Records from a dataset

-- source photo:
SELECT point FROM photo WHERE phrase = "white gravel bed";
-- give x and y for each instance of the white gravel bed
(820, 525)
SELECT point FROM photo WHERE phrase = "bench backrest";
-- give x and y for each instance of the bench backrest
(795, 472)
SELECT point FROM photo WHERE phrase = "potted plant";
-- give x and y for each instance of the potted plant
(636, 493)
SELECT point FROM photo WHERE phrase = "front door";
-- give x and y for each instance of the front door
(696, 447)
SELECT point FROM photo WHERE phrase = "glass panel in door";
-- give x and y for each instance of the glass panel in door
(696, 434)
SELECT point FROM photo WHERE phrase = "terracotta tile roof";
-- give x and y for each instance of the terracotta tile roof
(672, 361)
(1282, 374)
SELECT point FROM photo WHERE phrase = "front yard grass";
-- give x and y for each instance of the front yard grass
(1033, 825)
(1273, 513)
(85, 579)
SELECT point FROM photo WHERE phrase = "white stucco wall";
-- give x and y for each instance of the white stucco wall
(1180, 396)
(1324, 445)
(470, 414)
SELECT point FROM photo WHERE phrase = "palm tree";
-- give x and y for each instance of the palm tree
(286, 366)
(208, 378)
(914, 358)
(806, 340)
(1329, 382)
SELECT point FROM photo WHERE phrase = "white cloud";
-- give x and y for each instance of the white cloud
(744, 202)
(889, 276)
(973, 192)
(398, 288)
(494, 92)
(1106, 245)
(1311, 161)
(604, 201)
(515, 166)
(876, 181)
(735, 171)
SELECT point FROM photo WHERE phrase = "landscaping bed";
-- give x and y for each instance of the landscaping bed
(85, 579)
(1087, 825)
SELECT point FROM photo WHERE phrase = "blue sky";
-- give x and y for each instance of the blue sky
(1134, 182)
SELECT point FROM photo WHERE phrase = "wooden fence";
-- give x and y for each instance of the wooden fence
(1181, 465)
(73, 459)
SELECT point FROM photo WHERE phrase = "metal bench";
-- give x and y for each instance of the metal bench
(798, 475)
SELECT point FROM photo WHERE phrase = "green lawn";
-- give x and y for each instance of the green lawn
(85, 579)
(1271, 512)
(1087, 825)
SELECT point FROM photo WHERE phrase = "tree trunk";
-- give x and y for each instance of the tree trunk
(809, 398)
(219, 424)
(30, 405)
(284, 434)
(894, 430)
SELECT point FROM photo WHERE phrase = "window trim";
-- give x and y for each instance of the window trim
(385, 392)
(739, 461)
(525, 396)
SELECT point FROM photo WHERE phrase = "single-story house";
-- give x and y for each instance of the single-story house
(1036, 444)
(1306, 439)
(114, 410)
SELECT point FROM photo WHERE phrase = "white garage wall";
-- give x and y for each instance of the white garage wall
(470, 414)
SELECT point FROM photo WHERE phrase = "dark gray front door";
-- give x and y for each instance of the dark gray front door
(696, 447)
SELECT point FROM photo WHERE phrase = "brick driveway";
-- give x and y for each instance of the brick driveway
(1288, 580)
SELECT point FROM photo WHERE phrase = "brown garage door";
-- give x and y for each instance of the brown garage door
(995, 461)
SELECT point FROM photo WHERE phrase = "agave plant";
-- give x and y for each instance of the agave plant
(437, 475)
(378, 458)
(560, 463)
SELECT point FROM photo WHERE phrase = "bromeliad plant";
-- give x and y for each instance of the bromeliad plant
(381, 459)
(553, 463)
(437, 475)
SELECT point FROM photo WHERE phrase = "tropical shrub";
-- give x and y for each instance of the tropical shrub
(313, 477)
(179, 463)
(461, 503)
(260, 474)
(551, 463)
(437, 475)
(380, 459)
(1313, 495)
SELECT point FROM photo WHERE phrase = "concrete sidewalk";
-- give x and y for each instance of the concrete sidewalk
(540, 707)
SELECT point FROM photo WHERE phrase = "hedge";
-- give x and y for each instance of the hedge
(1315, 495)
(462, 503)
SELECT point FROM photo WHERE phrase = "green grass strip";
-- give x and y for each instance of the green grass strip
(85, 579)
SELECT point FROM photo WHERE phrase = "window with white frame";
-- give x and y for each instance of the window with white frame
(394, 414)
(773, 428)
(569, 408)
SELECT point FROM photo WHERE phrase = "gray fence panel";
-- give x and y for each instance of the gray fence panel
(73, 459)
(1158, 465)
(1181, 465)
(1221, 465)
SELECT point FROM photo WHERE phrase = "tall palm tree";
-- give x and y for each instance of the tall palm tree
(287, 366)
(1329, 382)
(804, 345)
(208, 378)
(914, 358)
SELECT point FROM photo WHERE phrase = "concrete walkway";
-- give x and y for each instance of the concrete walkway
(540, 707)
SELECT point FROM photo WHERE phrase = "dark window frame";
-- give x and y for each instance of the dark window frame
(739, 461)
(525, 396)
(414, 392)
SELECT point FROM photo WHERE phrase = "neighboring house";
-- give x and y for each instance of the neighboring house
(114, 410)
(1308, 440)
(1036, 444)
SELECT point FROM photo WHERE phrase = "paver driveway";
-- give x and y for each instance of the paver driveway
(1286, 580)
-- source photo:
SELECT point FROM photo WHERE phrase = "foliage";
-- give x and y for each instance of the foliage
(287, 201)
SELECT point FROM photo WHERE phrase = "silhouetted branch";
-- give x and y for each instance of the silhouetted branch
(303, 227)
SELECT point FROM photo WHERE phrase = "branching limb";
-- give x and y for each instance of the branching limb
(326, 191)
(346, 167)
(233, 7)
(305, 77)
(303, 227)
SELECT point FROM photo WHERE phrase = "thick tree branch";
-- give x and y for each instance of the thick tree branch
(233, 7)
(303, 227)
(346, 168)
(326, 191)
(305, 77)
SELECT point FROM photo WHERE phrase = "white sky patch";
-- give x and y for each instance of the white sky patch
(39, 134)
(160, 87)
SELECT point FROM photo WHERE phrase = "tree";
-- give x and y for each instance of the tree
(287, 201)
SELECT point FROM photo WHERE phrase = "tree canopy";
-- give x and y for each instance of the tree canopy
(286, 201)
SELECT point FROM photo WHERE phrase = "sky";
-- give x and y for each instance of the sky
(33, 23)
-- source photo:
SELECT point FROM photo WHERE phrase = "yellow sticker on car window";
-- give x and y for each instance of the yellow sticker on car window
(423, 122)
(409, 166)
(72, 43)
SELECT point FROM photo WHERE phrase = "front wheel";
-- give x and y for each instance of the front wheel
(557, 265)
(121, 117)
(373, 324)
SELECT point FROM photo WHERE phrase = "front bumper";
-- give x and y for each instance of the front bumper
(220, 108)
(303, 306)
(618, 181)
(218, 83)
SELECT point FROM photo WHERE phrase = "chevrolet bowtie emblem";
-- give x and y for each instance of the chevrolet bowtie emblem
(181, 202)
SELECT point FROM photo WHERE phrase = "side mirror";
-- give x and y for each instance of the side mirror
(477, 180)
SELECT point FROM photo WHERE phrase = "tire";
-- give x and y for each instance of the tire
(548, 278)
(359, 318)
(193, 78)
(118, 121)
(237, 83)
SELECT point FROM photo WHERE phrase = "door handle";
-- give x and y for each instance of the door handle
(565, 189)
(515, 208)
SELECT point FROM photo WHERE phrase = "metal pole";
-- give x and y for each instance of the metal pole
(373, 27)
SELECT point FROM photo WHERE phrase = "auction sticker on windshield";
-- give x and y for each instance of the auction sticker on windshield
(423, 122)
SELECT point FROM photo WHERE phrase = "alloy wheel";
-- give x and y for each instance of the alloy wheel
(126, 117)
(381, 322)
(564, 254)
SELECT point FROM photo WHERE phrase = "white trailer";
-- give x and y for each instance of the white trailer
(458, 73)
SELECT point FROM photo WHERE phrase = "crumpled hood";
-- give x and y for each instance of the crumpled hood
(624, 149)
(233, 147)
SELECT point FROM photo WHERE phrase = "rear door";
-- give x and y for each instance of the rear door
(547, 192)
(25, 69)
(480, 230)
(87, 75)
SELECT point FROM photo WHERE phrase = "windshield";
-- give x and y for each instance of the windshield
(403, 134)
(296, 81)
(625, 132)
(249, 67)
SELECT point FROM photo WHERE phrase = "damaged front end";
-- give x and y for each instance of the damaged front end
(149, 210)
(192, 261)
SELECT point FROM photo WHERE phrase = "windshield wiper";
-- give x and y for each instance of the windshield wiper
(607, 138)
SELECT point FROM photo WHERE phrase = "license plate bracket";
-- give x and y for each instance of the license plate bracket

Written task:
Identify every line in the entries above that contains the string "house" and copy each such line in full. Match case exactly.

Expected answer:
SELECT point FROM photo WHERE phrase = "single-story house";
-- give x and y for each instance of the single-story house
SELECT point FROM photo WHERE phrase = "neighboring house";
-- give x and y for each instance of the neighboring house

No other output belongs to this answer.